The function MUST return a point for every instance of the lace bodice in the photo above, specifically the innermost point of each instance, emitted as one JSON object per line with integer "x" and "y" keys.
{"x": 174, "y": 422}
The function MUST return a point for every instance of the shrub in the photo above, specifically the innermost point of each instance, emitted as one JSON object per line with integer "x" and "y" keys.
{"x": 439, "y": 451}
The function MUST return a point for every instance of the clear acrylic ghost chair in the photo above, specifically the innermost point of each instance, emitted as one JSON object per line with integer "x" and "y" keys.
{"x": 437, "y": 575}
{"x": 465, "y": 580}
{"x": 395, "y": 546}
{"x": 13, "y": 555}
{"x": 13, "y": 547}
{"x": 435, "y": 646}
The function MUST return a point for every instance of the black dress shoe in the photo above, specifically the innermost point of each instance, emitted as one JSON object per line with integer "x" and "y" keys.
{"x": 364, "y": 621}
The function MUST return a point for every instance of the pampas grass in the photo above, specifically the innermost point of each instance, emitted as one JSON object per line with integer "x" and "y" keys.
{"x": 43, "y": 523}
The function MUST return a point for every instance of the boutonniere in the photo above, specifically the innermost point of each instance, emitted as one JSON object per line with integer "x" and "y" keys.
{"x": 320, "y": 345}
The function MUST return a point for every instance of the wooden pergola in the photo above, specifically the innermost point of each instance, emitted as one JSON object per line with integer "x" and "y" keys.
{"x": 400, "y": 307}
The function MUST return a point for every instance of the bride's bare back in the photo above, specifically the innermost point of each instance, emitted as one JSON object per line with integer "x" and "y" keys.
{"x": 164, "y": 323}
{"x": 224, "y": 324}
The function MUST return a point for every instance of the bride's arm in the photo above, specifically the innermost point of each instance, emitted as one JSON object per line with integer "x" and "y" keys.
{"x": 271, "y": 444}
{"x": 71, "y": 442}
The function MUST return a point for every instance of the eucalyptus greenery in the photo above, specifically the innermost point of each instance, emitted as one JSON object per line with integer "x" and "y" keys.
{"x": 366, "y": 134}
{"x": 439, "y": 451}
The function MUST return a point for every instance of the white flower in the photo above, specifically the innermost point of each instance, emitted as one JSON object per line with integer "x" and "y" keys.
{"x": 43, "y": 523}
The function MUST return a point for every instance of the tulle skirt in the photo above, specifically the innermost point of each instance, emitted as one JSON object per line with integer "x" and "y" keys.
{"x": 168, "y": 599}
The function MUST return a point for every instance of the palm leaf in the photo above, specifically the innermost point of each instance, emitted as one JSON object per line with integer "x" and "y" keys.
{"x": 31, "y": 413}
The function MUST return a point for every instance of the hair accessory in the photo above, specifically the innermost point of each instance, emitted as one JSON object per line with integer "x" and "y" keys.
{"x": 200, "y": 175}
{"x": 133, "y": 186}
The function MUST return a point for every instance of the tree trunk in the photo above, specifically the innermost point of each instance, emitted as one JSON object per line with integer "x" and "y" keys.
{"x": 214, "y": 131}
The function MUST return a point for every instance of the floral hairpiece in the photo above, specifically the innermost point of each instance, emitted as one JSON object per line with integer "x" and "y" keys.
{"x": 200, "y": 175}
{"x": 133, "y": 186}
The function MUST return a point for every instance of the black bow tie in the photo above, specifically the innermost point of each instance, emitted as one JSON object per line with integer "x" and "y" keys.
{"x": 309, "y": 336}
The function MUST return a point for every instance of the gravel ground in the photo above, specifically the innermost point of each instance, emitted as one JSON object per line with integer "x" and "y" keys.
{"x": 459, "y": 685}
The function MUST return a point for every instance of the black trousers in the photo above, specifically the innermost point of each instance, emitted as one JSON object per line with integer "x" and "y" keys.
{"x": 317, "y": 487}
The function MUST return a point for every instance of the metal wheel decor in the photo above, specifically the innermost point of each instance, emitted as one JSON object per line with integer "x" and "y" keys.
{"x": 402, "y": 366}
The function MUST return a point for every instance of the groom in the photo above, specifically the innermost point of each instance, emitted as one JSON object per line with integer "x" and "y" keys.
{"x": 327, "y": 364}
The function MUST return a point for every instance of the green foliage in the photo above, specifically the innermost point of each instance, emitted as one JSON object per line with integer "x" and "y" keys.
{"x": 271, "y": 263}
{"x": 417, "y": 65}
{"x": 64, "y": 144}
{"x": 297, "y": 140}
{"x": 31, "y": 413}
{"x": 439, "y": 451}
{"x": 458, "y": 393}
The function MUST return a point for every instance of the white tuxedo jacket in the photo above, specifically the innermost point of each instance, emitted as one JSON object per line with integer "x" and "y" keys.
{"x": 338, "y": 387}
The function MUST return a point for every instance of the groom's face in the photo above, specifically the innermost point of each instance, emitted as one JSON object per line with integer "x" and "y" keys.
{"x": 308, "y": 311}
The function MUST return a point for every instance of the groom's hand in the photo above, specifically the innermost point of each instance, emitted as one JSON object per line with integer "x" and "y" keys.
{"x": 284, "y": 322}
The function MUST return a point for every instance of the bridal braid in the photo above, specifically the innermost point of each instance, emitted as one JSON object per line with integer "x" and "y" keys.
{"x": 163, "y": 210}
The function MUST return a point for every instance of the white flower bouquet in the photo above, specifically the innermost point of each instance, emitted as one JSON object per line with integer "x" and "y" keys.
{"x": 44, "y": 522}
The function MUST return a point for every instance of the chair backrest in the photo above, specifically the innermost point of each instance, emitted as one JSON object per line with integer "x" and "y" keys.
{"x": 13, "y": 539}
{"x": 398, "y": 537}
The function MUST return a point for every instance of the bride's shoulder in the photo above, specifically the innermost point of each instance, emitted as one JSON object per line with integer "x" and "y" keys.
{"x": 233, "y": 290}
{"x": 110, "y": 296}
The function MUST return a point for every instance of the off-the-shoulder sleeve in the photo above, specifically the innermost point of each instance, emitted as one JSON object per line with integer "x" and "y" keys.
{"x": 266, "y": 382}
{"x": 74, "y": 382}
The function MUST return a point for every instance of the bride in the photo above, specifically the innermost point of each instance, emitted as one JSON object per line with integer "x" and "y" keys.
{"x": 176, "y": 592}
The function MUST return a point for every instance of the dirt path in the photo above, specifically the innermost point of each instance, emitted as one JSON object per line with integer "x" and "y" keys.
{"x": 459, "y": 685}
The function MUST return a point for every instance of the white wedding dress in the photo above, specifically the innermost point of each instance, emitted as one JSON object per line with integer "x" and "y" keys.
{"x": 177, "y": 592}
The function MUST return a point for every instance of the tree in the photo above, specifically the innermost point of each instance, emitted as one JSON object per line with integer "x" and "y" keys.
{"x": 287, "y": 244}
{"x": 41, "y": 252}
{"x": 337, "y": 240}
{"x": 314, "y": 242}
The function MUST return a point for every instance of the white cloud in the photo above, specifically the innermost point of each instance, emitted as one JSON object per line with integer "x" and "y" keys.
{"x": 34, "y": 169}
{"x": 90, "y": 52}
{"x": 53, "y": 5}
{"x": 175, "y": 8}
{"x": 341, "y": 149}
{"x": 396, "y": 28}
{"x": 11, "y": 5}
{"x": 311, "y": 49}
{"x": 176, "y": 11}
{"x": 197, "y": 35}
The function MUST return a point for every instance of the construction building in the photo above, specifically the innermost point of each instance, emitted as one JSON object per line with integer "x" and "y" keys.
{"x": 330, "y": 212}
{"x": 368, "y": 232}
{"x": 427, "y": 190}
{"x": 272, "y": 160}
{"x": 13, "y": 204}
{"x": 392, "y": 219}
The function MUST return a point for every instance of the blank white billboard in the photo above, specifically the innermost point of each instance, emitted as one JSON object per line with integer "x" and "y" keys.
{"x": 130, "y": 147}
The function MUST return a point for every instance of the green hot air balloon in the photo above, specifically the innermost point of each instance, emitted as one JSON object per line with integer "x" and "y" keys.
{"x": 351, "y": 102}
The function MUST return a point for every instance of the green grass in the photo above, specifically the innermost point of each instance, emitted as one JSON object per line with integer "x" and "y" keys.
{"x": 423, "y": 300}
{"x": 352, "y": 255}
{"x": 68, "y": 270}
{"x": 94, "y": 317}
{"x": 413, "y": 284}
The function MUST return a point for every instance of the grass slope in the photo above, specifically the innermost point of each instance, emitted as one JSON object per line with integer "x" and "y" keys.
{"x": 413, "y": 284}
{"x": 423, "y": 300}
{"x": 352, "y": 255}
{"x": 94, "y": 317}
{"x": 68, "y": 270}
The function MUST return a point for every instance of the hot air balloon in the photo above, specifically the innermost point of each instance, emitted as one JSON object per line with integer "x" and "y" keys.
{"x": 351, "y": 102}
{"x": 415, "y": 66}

# # # #

» What the task asks
All lines from the one containing "the green hot" through the final line of the listing above are to be reproduced exactly; include both and add nothing.

» Exercise solution
The function MUST return a point for every instance of the green hot air balloon in the photo above, specifically the innermost point of each instance, emitted as one JSON object per line with integer "x" and "y" keys.
{"x": 351, "y": 102}
The function MUST return a point for every instance of the green grass in the photo above, specifically the innermost point of each instance, emitted as one JSON object per line with integer "x" and "y" keys.
{"x": 423, "y": 300}
{"x": 352, "y": 255}
{"x": 68, "y": 270}
{"x": 94, "y": 317}
{"x": 413, "y": 284}
The function MUST return a point for every instance of the grass slope in the photo above, specifically the innermost point of each instance, emitted as one JSON object per line with integer "x" and "y" keys.
{"x": 413, "y": 284}
{"x": 423, "y": 300}
{"x": 352, "y": 255}
{"x": 94, "y": 317}
{"x": 68, "y": 270}
The function MUST return a point for every instance of the hot air balloon in the photo above, specifically the innermost point of each instance, emitted as one JSON object per line with integer "x" and "y" keys.
{"x": 351, "y": 102}
{"x": 415, "y": 66}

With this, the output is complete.